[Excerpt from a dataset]
—————
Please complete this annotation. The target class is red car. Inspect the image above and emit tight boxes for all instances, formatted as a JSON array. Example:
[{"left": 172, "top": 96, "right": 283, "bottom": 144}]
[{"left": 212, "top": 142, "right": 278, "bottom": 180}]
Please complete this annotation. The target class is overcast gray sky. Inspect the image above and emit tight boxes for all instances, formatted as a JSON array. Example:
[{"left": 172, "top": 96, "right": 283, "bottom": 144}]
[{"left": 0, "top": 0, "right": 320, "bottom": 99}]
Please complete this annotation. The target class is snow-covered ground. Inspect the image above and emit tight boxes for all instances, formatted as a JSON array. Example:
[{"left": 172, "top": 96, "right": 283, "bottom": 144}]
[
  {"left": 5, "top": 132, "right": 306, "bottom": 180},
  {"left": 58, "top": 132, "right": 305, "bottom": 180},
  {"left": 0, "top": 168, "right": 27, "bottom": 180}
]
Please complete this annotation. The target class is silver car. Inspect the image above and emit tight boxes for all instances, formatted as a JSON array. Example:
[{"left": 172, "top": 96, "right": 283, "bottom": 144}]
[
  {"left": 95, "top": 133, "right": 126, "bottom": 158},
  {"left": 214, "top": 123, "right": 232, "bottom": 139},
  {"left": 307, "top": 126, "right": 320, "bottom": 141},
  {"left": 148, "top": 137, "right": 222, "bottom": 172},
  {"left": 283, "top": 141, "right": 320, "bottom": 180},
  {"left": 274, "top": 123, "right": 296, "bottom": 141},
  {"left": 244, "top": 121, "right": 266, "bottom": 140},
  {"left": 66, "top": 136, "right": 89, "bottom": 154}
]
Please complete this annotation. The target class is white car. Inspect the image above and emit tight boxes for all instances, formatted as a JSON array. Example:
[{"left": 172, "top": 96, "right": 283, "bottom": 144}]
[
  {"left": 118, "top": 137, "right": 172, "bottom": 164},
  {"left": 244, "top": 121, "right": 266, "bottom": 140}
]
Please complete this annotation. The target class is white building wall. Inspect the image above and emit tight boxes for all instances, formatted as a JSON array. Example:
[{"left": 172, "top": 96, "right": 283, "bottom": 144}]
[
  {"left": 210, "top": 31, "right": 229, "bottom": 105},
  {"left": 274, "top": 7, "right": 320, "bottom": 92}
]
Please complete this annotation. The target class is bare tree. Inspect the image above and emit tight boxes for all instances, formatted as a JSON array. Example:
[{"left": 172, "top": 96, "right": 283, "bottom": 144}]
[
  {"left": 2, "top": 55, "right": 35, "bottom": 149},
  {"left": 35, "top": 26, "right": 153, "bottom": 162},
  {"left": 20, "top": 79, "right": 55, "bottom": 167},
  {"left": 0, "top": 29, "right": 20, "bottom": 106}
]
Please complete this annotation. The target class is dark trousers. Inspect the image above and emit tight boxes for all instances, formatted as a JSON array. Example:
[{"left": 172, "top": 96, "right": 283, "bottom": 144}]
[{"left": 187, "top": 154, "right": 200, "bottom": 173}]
—————
Repeat the lines starting at the one that contains "Please complete this annotation. The target class is bare" and ending at the last of the lines above, both included.

Please complete this annotation. The target class is bare tree. Inspect the image above and emit tight boxes for all instances, formatted as a JSON array. Example:
[{"left": 172, "top": 96, "right": 283, "bottom": 144}]
[
  {"left": 2, "top": 55, "right": 35, "bottom": 149},
  {"left": 35, "top": 26, "right": 153, "bottom": 162},
  {"left": 20, "top": 79, "right": 55, "bottom": 167},
  {"left": 0, "top": 29, "right": 20, "bottom": 106}
]
Please complete this annotation. The target class is dark trousers. Inspect the image above and emit tight boxes for all instances, formatted as a JSON array. Example:
[{"left": 172, "top": 96, "right": 283, "bottom": 144}]
[{"left": 187, "top": 154, "right": 200, "bottom": 173}]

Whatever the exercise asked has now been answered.